- **GIVEN INSTRUCTION**
Copy the records again from the line containing "Point out the twig, providing" through the end of the records, requests included, offsetting every coordinate in the answers by 71 and changing no other line.

- **STORED DATA**
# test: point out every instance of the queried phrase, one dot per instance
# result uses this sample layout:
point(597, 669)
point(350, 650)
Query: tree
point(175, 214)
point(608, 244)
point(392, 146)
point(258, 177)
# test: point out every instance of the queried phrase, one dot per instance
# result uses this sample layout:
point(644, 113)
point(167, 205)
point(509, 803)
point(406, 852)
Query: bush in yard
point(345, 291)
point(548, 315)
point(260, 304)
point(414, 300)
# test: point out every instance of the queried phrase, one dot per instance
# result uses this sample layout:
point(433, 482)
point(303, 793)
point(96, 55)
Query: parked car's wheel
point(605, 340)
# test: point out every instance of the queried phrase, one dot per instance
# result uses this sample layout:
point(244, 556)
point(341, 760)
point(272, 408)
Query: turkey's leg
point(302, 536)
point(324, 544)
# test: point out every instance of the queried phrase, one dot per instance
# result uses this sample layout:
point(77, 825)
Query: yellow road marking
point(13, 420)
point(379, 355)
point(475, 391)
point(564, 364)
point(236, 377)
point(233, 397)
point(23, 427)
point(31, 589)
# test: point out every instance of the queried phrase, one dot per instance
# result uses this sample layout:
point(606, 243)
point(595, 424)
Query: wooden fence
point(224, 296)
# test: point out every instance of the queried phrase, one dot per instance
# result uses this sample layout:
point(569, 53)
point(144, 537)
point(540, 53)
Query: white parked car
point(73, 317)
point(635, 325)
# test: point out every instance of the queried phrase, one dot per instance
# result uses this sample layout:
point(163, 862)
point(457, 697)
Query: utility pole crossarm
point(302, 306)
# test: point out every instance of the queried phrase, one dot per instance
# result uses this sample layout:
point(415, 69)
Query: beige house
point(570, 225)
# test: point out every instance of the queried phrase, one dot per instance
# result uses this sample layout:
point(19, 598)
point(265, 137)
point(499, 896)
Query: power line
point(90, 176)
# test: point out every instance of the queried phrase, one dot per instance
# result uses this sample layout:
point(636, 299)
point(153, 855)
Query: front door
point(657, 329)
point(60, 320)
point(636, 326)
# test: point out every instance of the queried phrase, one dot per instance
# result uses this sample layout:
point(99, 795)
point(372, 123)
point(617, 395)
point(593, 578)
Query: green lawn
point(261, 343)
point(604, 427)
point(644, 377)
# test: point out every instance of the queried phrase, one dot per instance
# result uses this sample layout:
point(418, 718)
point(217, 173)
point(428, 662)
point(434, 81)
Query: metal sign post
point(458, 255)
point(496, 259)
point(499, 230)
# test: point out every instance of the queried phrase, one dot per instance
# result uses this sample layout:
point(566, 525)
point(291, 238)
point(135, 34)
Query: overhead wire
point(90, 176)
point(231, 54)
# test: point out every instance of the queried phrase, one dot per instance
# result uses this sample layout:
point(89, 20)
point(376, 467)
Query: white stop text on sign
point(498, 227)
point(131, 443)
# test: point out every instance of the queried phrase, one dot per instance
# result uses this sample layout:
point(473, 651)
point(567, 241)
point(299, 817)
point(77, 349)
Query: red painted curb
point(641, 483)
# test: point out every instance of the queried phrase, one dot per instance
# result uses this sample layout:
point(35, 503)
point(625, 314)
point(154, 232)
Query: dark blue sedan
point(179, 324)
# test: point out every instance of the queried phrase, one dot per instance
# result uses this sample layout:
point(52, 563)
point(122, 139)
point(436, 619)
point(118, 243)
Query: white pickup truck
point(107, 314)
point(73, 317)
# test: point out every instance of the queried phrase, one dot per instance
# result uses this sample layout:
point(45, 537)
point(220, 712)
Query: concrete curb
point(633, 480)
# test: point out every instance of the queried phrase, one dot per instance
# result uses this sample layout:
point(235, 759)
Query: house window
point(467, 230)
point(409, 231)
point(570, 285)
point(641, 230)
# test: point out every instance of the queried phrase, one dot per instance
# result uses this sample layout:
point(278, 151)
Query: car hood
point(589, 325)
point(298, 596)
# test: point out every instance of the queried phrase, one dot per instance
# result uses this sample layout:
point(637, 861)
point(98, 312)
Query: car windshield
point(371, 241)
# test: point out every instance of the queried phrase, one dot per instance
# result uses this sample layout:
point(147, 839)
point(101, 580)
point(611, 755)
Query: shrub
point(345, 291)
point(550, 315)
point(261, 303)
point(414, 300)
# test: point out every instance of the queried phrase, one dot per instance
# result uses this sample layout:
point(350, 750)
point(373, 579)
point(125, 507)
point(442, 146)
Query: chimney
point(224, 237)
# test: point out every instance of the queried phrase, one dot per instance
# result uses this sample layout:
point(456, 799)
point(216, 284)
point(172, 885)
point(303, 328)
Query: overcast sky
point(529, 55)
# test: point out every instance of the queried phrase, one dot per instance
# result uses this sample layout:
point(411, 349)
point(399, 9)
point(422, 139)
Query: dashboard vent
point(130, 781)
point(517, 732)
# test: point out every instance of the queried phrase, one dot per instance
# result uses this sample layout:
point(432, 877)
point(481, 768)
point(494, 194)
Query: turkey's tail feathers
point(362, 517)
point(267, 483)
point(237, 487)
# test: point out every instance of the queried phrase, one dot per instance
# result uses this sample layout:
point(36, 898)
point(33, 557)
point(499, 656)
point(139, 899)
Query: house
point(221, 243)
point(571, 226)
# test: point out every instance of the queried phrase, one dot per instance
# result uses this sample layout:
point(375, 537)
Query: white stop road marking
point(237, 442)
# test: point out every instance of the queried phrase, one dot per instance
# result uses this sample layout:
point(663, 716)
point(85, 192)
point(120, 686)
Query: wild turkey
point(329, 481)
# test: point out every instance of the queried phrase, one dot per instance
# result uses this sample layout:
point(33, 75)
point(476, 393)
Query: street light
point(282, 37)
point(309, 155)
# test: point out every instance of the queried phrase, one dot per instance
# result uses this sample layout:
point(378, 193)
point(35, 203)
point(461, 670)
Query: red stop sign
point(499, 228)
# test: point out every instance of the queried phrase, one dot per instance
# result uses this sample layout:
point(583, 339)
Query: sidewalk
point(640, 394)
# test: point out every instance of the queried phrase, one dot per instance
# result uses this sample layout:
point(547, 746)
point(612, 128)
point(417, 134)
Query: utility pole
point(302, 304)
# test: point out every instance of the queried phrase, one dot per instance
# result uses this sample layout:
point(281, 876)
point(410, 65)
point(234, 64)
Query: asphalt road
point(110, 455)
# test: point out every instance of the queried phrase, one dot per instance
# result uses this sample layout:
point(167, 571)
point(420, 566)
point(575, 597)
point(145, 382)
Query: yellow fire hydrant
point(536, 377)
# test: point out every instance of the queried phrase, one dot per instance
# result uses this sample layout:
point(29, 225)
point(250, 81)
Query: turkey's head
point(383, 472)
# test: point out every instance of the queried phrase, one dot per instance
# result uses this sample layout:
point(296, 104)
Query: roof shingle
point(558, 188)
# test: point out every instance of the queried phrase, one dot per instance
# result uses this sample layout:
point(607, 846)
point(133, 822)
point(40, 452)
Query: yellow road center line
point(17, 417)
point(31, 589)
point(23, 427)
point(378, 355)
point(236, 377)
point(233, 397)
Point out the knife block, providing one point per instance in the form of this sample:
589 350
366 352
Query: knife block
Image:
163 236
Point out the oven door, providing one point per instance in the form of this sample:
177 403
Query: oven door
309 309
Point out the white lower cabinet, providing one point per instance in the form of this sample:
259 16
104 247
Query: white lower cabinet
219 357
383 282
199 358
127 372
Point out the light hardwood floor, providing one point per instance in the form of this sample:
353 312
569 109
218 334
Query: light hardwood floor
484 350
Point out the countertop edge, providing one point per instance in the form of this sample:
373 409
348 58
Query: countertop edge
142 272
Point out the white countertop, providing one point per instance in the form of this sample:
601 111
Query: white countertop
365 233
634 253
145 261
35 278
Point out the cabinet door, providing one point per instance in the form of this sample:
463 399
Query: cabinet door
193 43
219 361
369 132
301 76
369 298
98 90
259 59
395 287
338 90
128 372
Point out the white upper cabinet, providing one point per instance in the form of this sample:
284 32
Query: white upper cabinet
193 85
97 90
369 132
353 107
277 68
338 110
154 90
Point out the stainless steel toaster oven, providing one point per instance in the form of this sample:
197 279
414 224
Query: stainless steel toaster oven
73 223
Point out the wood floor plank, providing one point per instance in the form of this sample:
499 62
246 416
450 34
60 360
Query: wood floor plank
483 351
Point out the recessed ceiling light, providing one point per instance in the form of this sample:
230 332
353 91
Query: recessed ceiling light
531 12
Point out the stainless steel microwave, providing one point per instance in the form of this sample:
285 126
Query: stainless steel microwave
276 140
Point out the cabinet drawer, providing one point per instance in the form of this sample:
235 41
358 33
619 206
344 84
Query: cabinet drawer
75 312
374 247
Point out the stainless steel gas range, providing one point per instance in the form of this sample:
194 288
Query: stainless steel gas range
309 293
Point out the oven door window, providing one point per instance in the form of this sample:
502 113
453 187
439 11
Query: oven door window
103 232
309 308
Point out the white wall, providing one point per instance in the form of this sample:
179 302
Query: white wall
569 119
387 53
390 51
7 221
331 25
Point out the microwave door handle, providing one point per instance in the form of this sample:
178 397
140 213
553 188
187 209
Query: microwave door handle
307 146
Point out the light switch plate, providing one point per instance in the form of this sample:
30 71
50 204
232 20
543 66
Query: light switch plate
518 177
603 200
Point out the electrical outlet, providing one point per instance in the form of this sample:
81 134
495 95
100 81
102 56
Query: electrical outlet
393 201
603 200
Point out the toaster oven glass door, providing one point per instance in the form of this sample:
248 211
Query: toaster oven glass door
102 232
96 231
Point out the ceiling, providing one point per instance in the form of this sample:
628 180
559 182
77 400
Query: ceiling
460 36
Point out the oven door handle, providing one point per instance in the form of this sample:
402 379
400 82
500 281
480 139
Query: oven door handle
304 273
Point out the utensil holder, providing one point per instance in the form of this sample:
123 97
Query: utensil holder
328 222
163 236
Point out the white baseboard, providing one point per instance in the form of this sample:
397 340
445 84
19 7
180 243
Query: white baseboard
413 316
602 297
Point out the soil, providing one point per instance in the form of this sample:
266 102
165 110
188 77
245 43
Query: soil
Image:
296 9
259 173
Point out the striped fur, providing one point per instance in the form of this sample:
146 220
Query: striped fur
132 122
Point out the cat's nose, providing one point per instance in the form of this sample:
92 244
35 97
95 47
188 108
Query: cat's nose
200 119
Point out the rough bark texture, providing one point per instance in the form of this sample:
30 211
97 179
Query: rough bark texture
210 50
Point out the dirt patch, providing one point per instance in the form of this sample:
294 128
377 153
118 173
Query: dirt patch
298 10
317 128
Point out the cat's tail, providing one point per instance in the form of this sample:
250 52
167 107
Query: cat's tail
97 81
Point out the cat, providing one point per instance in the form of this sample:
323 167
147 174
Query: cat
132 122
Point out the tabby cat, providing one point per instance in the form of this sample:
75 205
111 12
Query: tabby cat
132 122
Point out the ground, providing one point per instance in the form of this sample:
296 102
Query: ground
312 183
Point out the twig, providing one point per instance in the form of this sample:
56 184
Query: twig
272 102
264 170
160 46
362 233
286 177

- **ANSWER BELOW**
Point out the twig, providing one point per instance in the form of this sample:
56 184
Query: twig
343 173
335 241
231 117
433 304
357 248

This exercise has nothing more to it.